SHORT PROBLEM A:
Using the post on sprinkler models, state whether each statement agrees with it: (i) the original three-node model needs only seven numbers to describe its conditional probabilities; (ii) plate notation prevents the combinatoric explosion that makes inference intractable; (iii) Horn logic is a subset of first-order logic. Answer each with yes or no, and support it by quoting the deciding words of the post.
SHORT PROBLEM B:
Extend the post on sprinkler models from its last line, keeping its voice and the relations it has already defined.

EXCERPTED PASSAGE:
::::::

Hi, I’m Jon. In my series of posts, I’ll be writing about how we can use the modern Bayesian toolkit to efficiently make decisions, solve problems, and formulate plans (the providence of AI), rather than restrict ourselves to approximating posteriors (the providence of statistics and much of machine learning).
Here’s a simple example of how AI can help out machine learning. What was the first graphical model you were exposed to? There’s a good chance it was Pearl’s famous “Sprinkler, Rain, Wet grass” graphical model[1]. To remind you, we imagine it’s either raining or not and your sprinkler is either on or not. The sprinkler usually turns off when it rains, but not always. The lawn will usually get wet if it’s either raining or the sprinkler is on, and will almost definitely get wet if both happen. There are three nodes in our graphical model and seven numbers suffice to describe all the conditional probabilities. It’s not too hard to learn those parameters from a small dataset of observations, or to perform inference on any subset of the variables, given the others.
Let’s expand this model a little bit. Imagine there are many people, and the government is trying to figure out who's been illegally using their sprinklers during a drought, given knowledge of whose lawn is wet. Each person has a variable amount of neighbors, and people live scattered across different neighborhoods. If it’s raining in one neighborhood, it’s probably raining in an adjacent neighborhood. If your sprinkler is on, it might get your neighbor’s lawn wet. What would the graphical model look like to model this situation with two people? You would need one node to indicate if they are neighbors, another node to indicate if they live in the same neighborhood or adjacent neighborhoods or unadjacent neighborhoods, and then nodes to represent the wetness of their respective lawns and sprinklers. What about with three people? You would need a node to indicate if the first and second person were neighbors, if the first and third were neighbors, if the second and third were neighbors, etc. What if wanted to model Houston (a city which loves its lawns)? With a population of about 6 million people, we are talking something like $6^{12}[/latex] nodes. Considering the NP-hardness of general approximate inference, that is not good if we hope to use this model for reasoning about sprinklers, given knowledge of which lawns are wet. If we were to draw this network, we might use plate notation to help visualize it, but that is only a visualization technique which does not prevent the underlying combinatoric explosion from making inference intractable in this system.
Let’s use a knowledge representation known as Horn logic[2] (a subset of first-order logic) to express this model more succinctly, as opposed to the essentially propositional system used above. I need to introduce a few relations: Neighbor(i,j) is true iff person ‘i’ is a neighbor of person ‘j’. Wet(i) indicates if person ‘i's lawn is wet, and Sprinkler(i) indicates if person ‘i’s sprinkler is on. Adjacent(x, y) indicates if neighborhood x and y are adjacent, and Rain(x) indicates if it is raining in neighborhood ‘x’. Neighberhood(i, x) is true if person ‘i’ lives in neighborhood ‘x’. Then we have the following rules (which are only true with some probability):
If Neighbor(i,j) and Sprinkler(i) or Sprinkler(j), then Wet(i) and Wet(j)

::::::

LISTING:

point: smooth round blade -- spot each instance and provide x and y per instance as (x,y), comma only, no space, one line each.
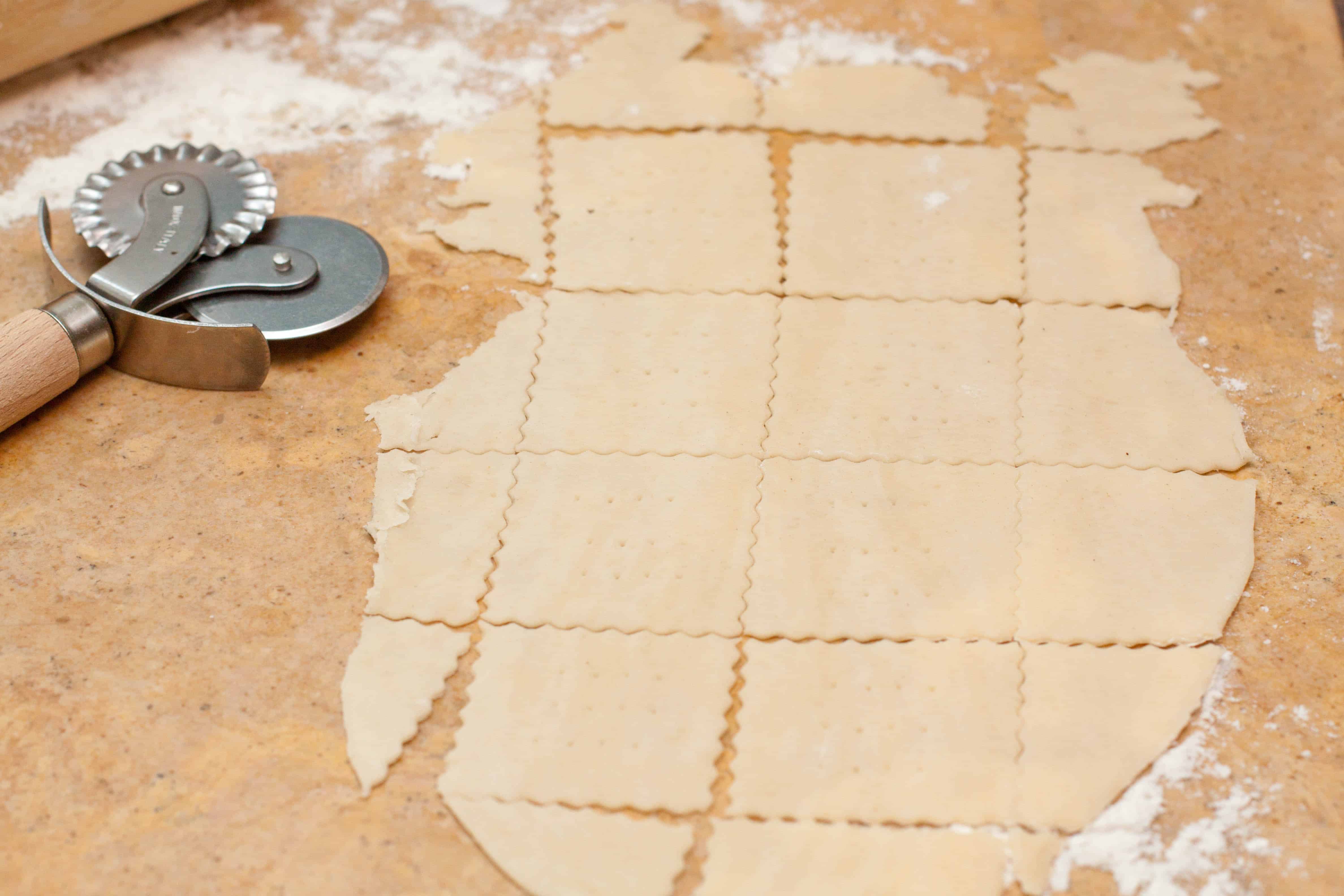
(351,273)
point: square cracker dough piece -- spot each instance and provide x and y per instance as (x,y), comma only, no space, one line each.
(877,550)
(648,373)
(1088,238)
(873,101)
(912,733)
(904,222)
(1132,557)
(1095,718)
(643,543)
(669,213)
(764,859)
(1111,387)
(593,719)
(896,381)
(432,565)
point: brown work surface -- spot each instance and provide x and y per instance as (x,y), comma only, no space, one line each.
(182,573)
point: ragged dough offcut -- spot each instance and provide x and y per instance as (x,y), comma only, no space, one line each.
(1120,104)
(637,77)
(1112,387)
(433,565)
(885,551)
(479,405)
(593,719)
(1088,238)
(1132,557)
(912,733)
(502,194)
(643,543)
(1033,858)
(1095,718)
(554,851)
(773,858)
(392,680)
(873,101)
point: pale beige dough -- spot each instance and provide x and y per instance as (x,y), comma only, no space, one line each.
(767,859)
(634,543)
(593,719)
(1088,238)
(1120,104)
(1093,718)
(1111,387)
(896,381)
(1132,557)
(647,373)
(669,213)
(913,733)
(554,851)
(502,193)
(873,101)
(392,680)
(885,551)
(479,405)
(904,222)
(636,78)
(432,566)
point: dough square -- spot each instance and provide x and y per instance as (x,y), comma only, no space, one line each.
(631,543)
(904,222)
(593,719)
(432,567)
(1132,557)
(648,373)
(669,213)
(912,733)
(877,550)
(896,381)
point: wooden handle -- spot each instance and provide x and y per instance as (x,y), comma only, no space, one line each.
(38,363)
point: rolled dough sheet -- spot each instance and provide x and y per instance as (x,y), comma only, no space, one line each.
(874,101)
(647,373)
(896,381)
(1120,104)
(1162,558)
(904,222)
(643,543)
(1093,718)
(913,733)
(392,680)
(767,859)
(682,213)
(432,566)
(1111,387)
(885,551)
(593,719)
(1088,238)
(554,851)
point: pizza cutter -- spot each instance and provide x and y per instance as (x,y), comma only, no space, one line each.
(198,283)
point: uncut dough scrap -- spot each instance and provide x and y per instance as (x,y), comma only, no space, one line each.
(873,101)
(1120,105)
(553,851)
(636,78)
(1112,387)
(767,859)
(392,680)
(593,719)
(885,550)
(632,543)
(1088,238)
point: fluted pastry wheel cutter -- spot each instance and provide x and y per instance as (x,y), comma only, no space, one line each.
(198,283)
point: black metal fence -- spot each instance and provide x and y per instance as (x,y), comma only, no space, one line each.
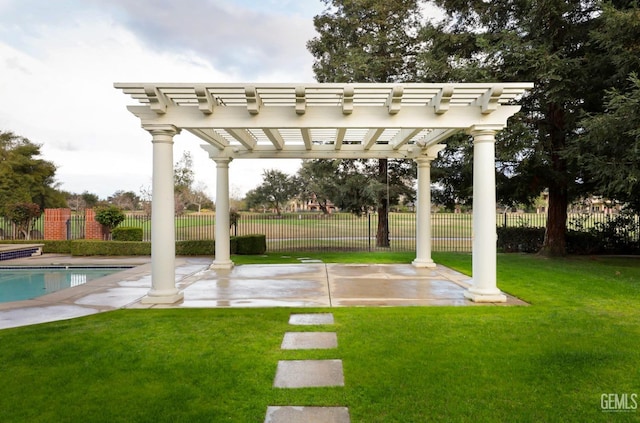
(338,231)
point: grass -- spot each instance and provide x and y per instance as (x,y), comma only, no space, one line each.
(550,361)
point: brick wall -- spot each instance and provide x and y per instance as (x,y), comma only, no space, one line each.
(55,223)
(92,229)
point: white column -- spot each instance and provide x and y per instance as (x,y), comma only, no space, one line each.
(223,255)
(484,288)
(163,236)
(423,215)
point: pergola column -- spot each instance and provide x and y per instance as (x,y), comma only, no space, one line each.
(484,288)
(163,246)
(223,242)
(423,215)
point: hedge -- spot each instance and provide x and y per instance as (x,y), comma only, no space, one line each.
(244,245)
(127,233)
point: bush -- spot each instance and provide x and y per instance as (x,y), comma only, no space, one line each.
(195,248)
(520,239)
(251,244)
(127,233)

::::::

WRITTEN REPLY A:
(i) Yes: "There are three nodes in our graphical model and seven numbers suffice to describe all the conditional probabilities."
(ii) No: "that is only a visualization technique which does not prevent the underlying combinatoric explosion from making inference intractable in this system."
(iii) Yes: "Horn logic[2] (a subset of first-order logic)"

WRITTEN REPLY B:
If Rain(x) and Adjacent(x,y), then Rain(y)
If Rain(x) and Neighbood(i,x), then Wet(i)
Those three rules sure beats a trillion nodes. The improvement is more than stylistic: so-called lifted inference algorithms are able to take advantage of this more abstract representation to make inference tractable in situations where the propositional representation fails. In essence, these algorithms work by first grounding the abstract rules into a standard graphical model when given a'domain of discourse' (in our example, the number of people and neighborhoods under consideration). The trick is they only instantiate the part of the graphical model necessary to answer a given query and they take advantage of the parameter-tying between the various conditional probabilities implied by the logical rules. There is no consensus in the probabilistic logic community on how exactly formalize the semantics of assigning probabilities to rules, but one system that has gained popularity is the Markov Logic framework of Pedro Domingos[3]. His group has a high-quality and widely-used graphical toolkit you can check out to use lifted inference in your own models called Alchemy[4].
A fun thing to think about is if we can get even more abstract than first-order logic and thereby have a kind of lifted lifted inference. You may notice these relations look a lot like functions in a programming language. What if we took all the abstraction offered by a programming language to compress graphical models? This relates to probablistic second-order logical systems (where we consider relationships of relationships) and to universal inference engines like Church[5], but that is a topic for another blog post.
In my next post, I’ll be talking about the duality between planning problems and Bayesian inference. Today’s high-performance MCMC samplers may be tomorrow’s first Go grandmasters.
[1] Pearl, Judea. Causality: Models, Reasoning, and Inference.
[2] Horn Logic is a logical system where each rule is of the form (If x is true and y is true and .. is true, then z is true). No negations are allowed. Our intuitive notion of 'rules' fits well with Horn clauses.
[3] Richardson, Matthew and Domingos, Pedro. Machine Learning. Feb 2006.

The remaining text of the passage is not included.